**SOURCE DOCUMENT:**

*** Block opens ***

I will be a big downer on this thread and warn you about illness (which I understand, can happen anywhere).
On our 1st cruise, DD was 18 months. We sat behind a family on the airplane who (now in retrospect) obviously had RSV. We flew into the cruise the night before, boarded, and DD came down with a fever on night #2. We did not pack an ear thermometer, and her temperature was peaking at 103.9 or so every 3 hours. We had to be in the medical clinic every few hours to get her fever checked. The night nurse was NOT NICE about it at all. All they had for us were the paper thermometer strips. If we wanted her actual temperature taken, we had to go down to the clinic and wake someone up to get checked.
This made for a very stressful cruise since we had to:
1. Alternate Motrin & Tylenol every 4 hours to make sure her temperature did not go above 104 during the cruise. (
DCL did not have the infant suspension, only the children's one so you have to be careful when you measure the dosage). Shower her constantly to keep her temp down.
2. Get her seen several times by the ship doc to assess whether she had meningitis or a secondary infection
3. Go to the Cocoa Beach ER immediately after the cruise, get a chest xray done to see if she came down with pneumonia.
The whole thing was a nightmare, we ended up at Celebration Hospital which ambulanced her later to DT Orlando's pediatric ward where she stayed overnight (deyhydration, breathing treatments, etc).
I completely understand that this was a freak thing that happened, but the problem is, this CAN HAPPEN.
You can imagine how we felt being "stuck" on the ship for 3 days wondering if she was coming down with something which needed immediate medical attention.
Just a thought.
We traveled (non cruise) with her at 4 months (Hawaii), 6 months (Mexico ~ what were we thinking), 1 year (Hawaii) and at 15 months (WDW). We just got real lucky (and took it for granted) during those trips that nothing like this happened.
I would consult your Ped and see what he/she thinks. At the very least, schedule your cruise for a month (at least) after your child's 1 year vaccinations (MMR, Varicella) to prevent additional problems.
I'm sharing my experience because we had considered ourselves to be pretty travel savvy (even with an infant) and we were COMPLETELY caught off-guard.
**Obviously, the biggest difference between cruise travel w/an infant versus non-cruise travel is that you are *stuck* if the infant gets sick (but not sick enough to turn the ship around). Being a parent, the waiting-to-get-off the ship part was really horrible. After our last experience, I would still cruise with a baby 1yr+, but with all vaccinations and with more preparedness (like medications, thermometers, nasal aspirator, saline solution, benadryl, notifying our Ped prior to leaving, etc).

*** Block closes ***

**INFORMATION SUPPLIED:**

*** Block opens ***

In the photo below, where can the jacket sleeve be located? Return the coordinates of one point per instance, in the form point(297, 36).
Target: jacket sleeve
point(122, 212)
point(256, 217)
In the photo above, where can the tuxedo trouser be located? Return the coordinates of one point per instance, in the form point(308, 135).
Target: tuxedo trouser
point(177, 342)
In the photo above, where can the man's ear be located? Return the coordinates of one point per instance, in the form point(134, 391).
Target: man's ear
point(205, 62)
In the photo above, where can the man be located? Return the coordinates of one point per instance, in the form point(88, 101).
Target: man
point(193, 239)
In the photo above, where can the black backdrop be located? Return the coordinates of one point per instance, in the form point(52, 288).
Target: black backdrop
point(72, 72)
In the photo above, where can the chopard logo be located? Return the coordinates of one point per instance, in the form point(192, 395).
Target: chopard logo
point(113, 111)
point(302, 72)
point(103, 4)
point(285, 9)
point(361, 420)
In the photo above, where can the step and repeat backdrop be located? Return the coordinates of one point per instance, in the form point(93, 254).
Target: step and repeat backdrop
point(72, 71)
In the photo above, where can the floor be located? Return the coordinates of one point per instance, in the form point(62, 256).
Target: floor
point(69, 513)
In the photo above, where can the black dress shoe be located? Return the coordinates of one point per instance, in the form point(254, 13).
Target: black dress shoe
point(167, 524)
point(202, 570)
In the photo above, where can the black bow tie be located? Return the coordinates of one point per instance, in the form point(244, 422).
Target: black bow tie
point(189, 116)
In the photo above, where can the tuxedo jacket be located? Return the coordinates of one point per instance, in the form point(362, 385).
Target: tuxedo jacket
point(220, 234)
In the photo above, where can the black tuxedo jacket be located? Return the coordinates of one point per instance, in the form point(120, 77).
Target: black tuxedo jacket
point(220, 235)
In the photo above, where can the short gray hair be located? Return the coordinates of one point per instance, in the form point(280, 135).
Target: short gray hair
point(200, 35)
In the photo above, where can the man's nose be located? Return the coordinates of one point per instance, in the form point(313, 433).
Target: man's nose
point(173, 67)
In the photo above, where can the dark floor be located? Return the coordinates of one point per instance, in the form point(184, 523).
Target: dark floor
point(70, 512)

*** Block closes ***

**PROBLEM TO WORK ON:**
Reproduce everything in the post about a toddler falling ill on a cruise from "The whole thing" down to "like this happened.". The items were taken from a different source.

**EXERCISE RESPONSE:**
The whole thing was a nightmare, we ended up at Celebration Hospital which ambulanced her later to DT Orlando's pediatric ward where she stayed overnight (deyhydration, breathing treatments, etc).
I completely understand that this was a freak thing that happened, but the problem is, this CAN HAPPEN.
You can imagine how we felt being "stuck" on the ship for 3 days wondering if she was coming down with something which needed immediate medical attention.
Just a thought.
We traveled (non cruise) with her at 4 months (Hawaii), 6 months (Mexico ~ what were we thinking), 1 year (Hawaii) and at 15 months (WDW). We just got real lucky (and took it for granted) during those trips that nothing like this happened.